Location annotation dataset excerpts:
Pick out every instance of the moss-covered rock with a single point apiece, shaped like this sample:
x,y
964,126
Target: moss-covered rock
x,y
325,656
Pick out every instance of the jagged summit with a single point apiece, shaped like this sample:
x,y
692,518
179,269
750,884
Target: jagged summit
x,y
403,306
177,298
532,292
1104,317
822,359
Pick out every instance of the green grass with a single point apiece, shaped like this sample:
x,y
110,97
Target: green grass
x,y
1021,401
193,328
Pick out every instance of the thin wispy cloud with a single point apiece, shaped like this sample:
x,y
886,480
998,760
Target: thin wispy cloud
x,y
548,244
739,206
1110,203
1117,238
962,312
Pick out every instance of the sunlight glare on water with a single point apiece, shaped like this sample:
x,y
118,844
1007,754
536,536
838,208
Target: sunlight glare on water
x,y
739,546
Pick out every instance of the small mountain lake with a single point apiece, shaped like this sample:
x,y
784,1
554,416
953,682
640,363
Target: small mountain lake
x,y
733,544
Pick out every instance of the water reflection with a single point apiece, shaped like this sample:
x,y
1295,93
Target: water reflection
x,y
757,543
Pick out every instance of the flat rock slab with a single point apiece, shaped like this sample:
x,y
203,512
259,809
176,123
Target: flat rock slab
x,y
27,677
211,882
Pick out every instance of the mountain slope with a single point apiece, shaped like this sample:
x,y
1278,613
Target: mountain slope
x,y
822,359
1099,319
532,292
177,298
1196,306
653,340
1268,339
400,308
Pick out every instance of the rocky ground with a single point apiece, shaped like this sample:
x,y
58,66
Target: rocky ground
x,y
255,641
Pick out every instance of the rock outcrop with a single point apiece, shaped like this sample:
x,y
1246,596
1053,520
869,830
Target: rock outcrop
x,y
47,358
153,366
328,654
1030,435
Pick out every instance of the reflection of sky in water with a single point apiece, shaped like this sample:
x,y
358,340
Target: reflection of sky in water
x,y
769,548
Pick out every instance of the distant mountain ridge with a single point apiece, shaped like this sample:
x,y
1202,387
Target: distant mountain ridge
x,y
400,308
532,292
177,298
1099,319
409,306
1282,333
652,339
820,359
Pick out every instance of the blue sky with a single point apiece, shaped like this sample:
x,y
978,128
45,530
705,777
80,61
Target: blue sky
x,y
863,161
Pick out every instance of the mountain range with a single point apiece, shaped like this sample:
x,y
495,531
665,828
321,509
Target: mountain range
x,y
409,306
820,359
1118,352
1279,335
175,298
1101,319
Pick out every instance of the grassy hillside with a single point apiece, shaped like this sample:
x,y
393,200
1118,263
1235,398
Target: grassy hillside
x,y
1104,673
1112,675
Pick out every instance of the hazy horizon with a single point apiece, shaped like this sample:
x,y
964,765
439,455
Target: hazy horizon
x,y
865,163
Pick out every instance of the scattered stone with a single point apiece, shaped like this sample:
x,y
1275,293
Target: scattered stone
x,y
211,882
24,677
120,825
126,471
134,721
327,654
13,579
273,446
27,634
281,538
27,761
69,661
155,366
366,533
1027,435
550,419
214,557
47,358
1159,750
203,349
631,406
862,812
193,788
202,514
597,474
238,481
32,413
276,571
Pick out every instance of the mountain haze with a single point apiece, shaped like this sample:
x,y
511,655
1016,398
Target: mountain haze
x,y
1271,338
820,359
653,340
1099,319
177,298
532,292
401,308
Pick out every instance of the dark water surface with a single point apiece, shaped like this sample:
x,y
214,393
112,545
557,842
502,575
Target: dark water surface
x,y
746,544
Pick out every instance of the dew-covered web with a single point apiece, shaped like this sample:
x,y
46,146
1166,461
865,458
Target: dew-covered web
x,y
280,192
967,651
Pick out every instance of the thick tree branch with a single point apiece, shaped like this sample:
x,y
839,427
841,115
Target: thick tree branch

REQUIRED WORK:
Copy out the whole listing exactly.

RESPONSE TO THIS TASK:
Pick out every instance of the moss-covered rock with a single point apiece, shaped like this sample:
x,y
964,126
Target: moss-covered rock
x,y
325,656
Pick out every instance of the jagged summit with a single point apiece, shaped like this sample:
x,y
692,518
179,269
750,884
Target: jagged summit
x,y
403,306
177,298
532,292
1104,317
822,359
Pick out every instance of the green grass with a single point apiece, shaped like this sample:
x,y
110,97
Target: green grass
x,y
1021,401
193,328
Pick out every instance of the thin wispy cloud with a single point apiece, shaped like this sample:
x,y
886,480
998,760
Target: thin wispy cloud
x,y
548,244
739,206
1110,203
1117,238
962,312
Pick out every instance of the sunlight glare on water with a single point apiece, shaped like this sample:
x,y
118,844
1007,754
536,536
838,208
Target: sunlight glare on water
x,y
739,546
Pick out every instance of the small mountain lake with a single point apiece, shaped like this sample:
x,y
784,1
554,416
953,682
640,363
Target: small mountain lake
x,y
733,544
Pick out every instance of the water reflection with a single point apiece, shaped like this sample:
x,y
1295,93
Target: water reflection
x,y
757,543
Pick out every instance of the flat rock slab with a single point apiece, shaped like this sample:
x,y
203,512
259,809
176,123
Target: flat rock slab
x,y
27,677
211,882
Pick out every instance of the mountain slope with a single point apiece, shaped like this sample:
x,y
1278,613
Target: mountain slope
x,y
822,359
1099,319
532,292
177,298
1196,306
653,340
1268,339
400,308
Pick out every instance of the rocky ground with a single point apiece, shaped like this sample:
x,y
58,66
Target: rocky ground
x,y
255,641
Pick out every instance of the rock outcrop with a single point apiece, shaped like this sample:
x,y
1246,596
1053,520
869,830
Target: rock outcrop
x,y
47,358
153,366
328,654
1030,435
Pick out every instance of the reflection of sky in water with a single point apiece, shaped like this sample:
x,y
358,340
Target: reflection of sky in water
x,y
769,548
Pick out every instance of the distant mountain ridge with a single point apiece, shaped like this sample:
x,y
1202,387
Target: distant mountain ridge
x,y
400,308
532,292
177,298
1099,319
409,306
1282,333
652,339
820,359
Pick out every instance of the blue sky with a single point apiece, shaped like this sample:
x,y
978,128
45,530
705,777
80,61
Target: blue sky
x,y
863,161
Pick out every instance of the mountain range with a single point apiece, shaped like this sample:
x,y
495,531
665,828
321,509
Target: mountain range
x,y
409,306
820,359
1118,352
1279,335
175,298
1101,319
Pick out every instance of the grassy hillside with a single point apiece, shaped like this sample:
x,y
393,200
1118,263
1235,398
Target: grassy hillside
x,y
1104,673
1112,675
Pick out every instance of the hazy horizon with a single point apiece, shaped like this sample:
x,y
964,765
439,455
Target: hazy horizon
x,y
865,163
Pick out every instance of the scattered stone with a single point apiece, shaped like this sample:
x,y
1275,293
Target: scattered stone
x,y
211,882
24,677
120,825
126,471
134,721
327,654
13,579
273,446
27,634
281,538
27,761
69,661
155,366
366,533
1027,435
550,419
214,557
47,358
1159,750
203,349
631,406
862,812
193,788
202,514
597,474
238,481
32,413
276,571
Pick out every instance of the mountain haze with a single point apiece, shaped like this sample:
x,y
511,655
1016,398
Target: mountain haze
x,y
1271,338
820,359
653,340
1099,319
177,298
532,292
401,308
Pick out every instance of the dark water surface with a single point apiece, shaped like this sample:
x,y
214,393
112,545
557,842
502,575
Target: dark water surface
x,y
746,544
Pick out every instance of the dew-covered web with a single point apiece, shaped like this sample:
x,y
46,146
1166,461
865,458
Target: dew-covered web
x,y
280,192
967,651
Pick out every instance of the thick tree branch with a single point apiece, shaped like this sample:
x,y
839,427
841,115
Target: thick tree branch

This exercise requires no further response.